GIVEN DATA —
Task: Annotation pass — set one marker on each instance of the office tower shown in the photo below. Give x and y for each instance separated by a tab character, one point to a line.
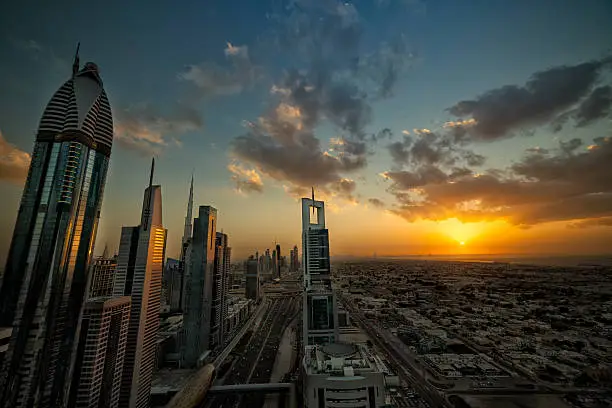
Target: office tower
320	320
173	278
273	267
187	231
220	289
102	276
252	279
139	274
101	352
45	281
278	261
198	288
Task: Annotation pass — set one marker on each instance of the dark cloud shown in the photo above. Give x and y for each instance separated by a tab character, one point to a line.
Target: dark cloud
566	184
501	112
212	79
325	38
146	130
596	106
14	163
376	202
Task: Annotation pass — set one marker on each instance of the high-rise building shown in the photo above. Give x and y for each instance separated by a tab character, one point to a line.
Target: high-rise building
220	289
198	288
295	260
101	352
278	261
320	319
102	277
45	281
187	231
173	280
252	279
139	275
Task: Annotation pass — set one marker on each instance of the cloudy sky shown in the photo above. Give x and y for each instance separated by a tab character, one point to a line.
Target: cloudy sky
423	124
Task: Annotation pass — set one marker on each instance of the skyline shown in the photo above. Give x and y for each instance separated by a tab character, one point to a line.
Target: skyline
245	114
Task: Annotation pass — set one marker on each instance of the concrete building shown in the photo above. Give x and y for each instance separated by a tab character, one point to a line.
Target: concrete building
44	285
172	282
101	352
102	277
320	319
220	289
198	288
252	283
139	275
342	375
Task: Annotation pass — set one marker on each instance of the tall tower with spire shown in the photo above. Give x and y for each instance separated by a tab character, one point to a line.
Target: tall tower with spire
139	275
45	280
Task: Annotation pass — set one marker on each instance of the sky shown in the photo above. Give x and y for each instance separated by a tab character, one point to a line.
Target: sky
428	127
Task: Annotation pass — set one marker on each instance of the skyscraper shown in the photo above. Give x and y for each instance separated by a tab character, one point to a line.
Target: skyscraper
101	352
278	261
252	279
220	288
45	280
139	273
102	277
187	231
198	288
320	319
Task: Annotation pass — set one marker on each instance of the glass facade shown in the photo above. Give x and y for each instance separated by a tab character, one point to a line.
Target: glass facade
45	279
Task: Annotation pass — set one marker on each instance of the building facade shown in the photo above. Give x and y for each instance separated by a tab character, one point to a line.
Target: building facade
252	279
220	289
139	275
102	277
101	352
198	288
45	281
320	319
342	375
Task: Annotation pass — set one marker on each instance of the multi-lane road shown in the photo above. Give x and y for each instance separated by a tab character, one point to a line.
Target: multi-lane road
253	359
401	362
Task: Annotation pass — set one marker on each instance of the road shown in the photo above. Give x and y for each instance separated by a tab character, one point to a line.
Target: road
403	363
253	359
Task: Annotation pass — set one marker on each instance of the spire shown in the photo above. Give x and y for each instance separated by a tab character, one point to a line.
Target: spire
188	218
152	170
75	64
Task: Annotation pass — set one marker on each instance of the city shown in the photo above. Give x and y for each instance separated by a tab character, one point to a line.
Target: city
322	257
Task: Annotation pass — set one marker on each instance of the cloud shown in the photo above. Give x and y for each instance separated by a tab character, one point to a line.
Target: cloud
501	112
213	79
378	203
246	180
14	163
143	129
596	106
566	183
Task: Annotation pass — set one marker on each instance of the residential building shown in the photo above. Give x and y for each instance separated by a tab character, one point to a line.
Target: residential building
102	277
101	353
139	275
252	283
342	375
198	288
45	280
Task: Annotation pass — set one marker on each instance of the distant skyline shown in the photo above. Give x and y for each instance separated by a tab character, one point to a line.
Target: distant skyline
422	124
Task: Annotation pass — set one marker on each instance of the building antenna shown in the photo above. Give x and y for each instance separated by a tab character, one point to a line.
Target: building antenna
75	64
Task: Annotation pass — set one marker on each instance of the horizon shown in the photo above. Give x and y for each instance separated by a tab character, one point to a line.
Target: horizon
488	144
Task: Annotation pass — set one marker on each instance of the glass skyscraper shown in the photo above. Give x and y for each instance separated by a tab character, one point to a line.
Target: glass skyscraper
45	280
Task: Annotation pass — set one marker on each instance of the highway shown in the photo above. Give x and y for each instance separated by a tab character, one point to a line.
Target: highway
402	363
253	359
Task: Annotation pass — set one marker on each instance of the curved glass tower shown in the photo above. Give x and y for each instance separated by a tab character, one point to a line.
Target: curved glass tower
45	280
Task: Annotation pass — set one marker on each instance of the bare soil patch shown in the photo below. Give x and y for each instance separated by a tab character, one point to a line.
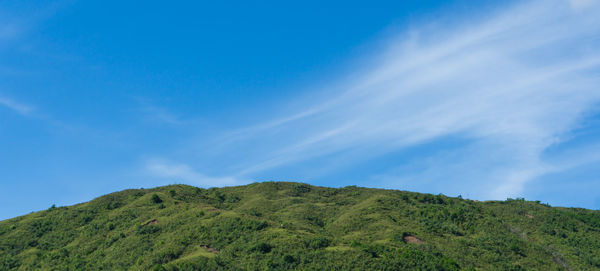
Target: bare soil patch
412	240
210	249
151	222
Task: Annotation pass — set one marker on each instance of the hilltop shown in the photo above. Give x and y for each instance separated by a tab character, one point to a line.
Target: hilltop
282	225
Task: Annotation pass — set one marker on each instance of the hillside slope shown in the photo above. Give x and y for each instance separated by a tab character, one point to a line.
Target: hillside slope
280	225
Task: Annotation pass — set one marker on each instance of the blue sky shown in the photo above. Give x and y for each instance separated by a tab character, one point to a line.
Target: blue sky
486	100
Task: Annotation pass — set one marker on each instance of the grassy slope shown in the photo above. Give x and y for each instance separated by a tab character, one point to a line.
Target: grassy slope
288	225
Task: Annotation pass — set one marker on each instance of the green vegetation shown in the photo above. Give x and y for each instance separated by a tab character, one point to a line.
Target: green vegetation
277	225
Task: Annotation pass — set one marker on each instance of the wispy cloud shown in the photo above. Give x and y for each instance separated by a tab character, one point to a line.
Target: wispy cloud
179	172
18	107
516	83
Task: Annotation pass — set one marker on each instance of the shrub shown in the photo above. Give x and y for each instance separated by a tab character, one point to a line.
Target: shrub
156	199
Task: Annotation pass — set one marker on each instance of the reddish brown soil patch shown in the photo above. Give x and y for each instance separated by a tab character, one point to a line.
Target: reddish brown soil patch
210	249
152	222
412	240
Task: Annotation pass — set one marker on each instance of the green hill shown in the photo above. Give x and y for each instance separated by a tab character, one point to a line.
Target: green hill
280	225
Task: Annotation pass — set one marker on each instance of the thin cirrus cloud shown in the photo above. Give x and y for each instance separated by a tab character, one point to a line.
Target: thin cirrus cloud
514	85
15	106
184	173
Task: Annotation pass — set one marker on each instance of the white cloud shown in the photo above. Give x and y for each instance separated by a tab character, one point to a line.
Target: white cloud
179	172
16	106
518	81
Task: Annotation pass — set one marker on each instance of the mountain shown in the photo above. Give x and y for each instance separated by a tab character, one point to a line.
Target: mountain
283	225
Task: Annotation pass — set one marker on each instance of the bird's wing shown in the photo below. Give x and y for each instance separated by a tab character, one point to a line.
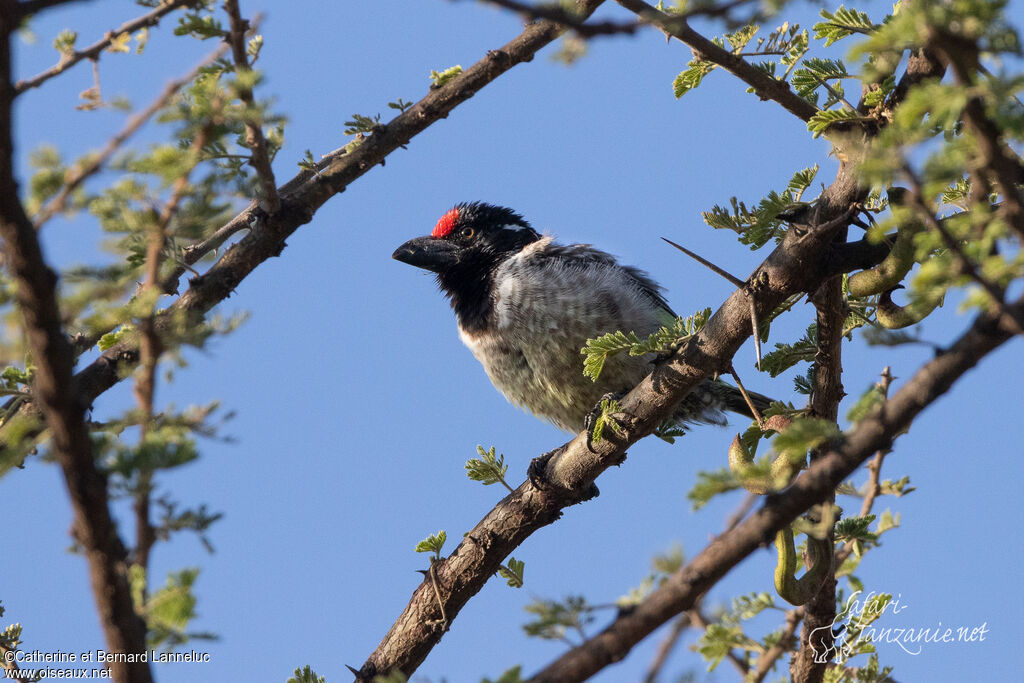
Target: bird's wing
586	255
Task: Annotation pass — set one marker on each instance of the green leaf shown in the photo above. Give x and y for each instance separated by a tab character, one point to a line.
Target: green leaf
786	355
710	484
555	619
65	42
606	419
488	469
432	544
512	571
305	675
691	78
803	435
361	124
820	122
841	24
440	78
513	675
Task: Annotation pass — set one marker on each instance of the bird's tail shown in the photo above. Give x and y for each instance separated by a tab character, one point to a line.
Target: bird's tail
733	400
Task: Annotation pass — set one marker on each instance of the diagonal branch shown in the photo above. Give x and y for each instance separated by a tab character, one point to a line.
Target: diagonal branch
553	12
78	175
572	470
29	7
873	433
764	85
93	51
830	308
53	392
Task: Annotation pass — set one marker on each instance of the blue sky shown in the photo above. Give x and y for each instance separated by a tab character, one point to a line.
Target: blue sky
356	406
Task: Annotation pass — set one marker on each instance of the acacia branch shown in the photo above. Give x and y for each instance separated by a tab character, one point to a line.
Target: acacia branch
29	7
785	643
966	265
93	51
764	85
571	472
95	163
255	140
830	308
961	55
873	433
301	197
53	392
588	30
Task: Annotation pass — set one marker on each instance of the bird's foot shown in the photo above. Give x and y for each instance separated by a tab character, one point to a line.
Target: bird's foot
537	472
600	417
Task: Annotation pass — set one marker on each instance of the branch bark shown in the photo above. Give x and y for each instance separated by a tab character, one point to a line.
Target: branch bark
260	157
873	433
764	85
827	392
52	390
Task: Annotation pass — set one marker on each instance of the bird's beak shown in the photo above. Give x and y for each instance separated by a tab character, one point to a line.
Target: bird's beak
428	253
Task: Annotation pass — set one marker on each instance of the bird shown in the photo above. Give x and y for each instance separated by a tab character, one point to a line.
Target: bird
526	305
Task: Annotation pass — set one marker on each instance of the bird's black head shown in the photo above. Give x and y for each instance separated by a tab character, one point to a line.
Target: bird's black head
465	248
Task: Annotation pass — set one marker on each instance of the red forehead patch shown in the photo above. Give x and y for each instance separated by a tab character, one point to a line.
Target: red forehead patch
445	224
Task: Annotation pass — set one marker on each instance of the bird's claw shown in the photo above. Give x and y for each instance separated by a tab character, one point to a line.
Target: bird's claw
537	472
591	418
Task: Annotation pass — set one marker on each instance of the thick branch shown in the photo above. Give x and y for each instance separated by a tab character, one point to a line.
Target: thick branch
28	7
765	86
820	609
553	12
65	414
301	197
876	432
93	51
571	472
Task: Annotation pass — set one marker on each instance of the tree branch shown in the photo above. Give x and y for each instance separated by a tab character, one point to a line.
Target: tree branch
588	30
827	392
78	175
764	85
65	414
785	643
28	7
94	50
873	433
260	159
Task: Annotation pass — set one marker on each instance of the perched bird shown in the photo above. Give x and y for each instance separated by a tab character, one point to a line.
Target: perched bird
526	306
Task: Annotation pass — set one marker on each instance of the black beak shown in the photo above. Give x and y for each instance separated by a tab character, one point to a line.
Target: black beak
428	253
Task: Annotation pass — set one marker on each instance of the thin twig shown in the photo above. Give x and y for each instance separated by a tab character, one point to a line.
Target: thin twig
736	282
78	175
666	647
701	622
151	347
568	18
873	486
93	51
255	139
967	266
747	397
764	85
784	644
437	594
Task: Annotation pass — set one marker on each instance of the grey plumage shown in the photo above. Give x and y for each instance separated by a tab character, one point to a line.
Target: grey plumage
526	306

DO THIS — Rewrite everything from the line containing "the red forehead" down to the end of the rows, requests included. Scale each x and y coordinate in the answers by 2.5, rounding to whole numbers with halves rounded up.

THE SOLUTION —
Task: Annotation pass — set one marker on each instance of the red forehead patch shown in the photo above. Give x and y for each instance separated by a tab character, one point to a line.
Target: red forehead patch
1113	560
Task: Annotation pass — set one marker on each instance of the bird's claw shown in the photo above. Give x and y for each instance separated by a tab character, one point to a line.
Target: bird's claw
1343	1180
1478	1045
Task: Annotation pass — set one marker on each instance of the thick branch shown in the photo above. Give x and y for each instance separated by a tab character, one point to a line.
Target: thick branch
70	18
1913	215
2050	1523
1383	30
163	1035
753	493
2190	1080
233	128
1428	1180
Task: Annotation pass — set one marker on each instance of the tree branch shown in the photo above. Give x and y for each instance separated by a tab character, one point to a line.
Target: tree branch
1470	75
2068	980
195	438
1910	213
163	1035
1963	1608
70	18
235	125
2183	1083
650	398
Task: Annotation pass — set one marker on each instance of the perched bird shown in the photo above. Give x and y for each instance separated by a tab character, one point to a line.
Target: perched bird
1315	765
Task: Annotation pass — set one marker on each instance of the black beak shown in the photo above. Give x and y for each instance separated by a tab character, one point to a line.
Target: black beak
1070	633
Task: Annotation pass — set one marker on each instance of the thin twig shown in the photo above. Give x and y for each instance separated by a tab character, one point to a line.
Target: thin twig
1840	705
195	438
1665	1618
1753	1555
378	868
1420	45
2183	1215
233	128
638	348
2418	665
1868	993
1910	213
1960	1610
1093	1485
Task: Annotation pass — set one marker on each instance of the grey plumage shown in the photo above. Give x and y for each instance separated by a tab character, one point to a line.
Target: grey plumage
1315	765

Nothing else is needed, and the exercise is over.